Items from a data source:
★ ★ ★ ★

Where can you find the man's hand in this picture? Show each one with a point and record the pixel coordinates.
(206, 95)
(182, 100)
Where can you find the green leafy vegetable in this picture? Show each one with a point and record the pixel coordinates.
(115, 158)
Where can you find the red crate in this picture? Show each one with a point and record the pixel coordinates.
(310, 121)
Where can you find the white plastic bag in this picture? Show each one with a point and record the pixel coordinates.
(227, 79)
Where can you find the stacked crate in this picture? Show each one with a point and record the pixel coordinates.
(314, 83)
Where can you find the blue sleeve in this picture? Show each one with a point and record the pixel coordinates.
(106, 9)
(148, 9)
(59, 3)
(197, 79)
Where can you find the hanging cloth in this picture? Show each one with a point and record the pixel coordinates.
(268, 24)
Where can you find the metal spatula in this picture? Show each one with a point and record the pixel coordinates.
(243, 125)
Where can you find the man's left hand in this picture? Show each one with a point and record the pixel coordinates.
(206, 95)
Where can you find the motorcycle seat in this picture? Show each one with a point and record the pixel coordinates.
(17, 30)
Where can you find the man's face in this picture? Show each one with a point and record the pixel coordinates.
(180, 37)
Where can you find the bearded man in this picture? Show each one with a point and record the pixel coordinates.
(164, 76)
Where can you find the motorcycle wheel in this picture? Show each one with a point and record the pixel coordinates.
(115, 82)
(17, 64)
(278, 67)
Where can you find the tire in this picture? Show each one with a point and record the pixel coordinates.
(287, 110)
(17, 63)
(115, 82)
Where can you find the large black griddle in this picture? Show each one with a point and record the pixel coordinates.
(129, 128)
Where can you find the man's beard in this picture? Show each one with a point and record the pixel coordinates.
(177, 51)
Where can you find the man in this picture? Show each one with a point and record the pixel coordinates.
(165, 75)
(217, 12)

★ ★ ★ ★

WHAT THIS TASK INVOLVES
Rewrite every line starting at the one that contains "Where can you find the bearded" and ending at the last line of the rows, and raise each coordinate number by 8.

RESULT OF THE EXERCISE
Where can you find the bearded man in this picture? Show each one with a point and record the pixel coordinates.
(172, 84)
Where can you find the motorcycle wheel in this picture? Show each one with a point and record the pixel coordinates.
(123, 90)
(25, 72)
(286, 75)
Where can you find the tire in this picture? Show each one with a point and record the pixel coordinates.
(295, 118)
(25, 71)
(123, 90)
Where can you find the large black griddle in this picture? Show each one with a point and record the pixel coordinates.
(137, 136)
Where can you find the man's beard in this picture? Show each one with a point and record the pixel coordinates.
(185, 59)
Where can you find the man in this picture? Show each one with a point and record the pixel coordinates.
(173, 83)
(225, 20)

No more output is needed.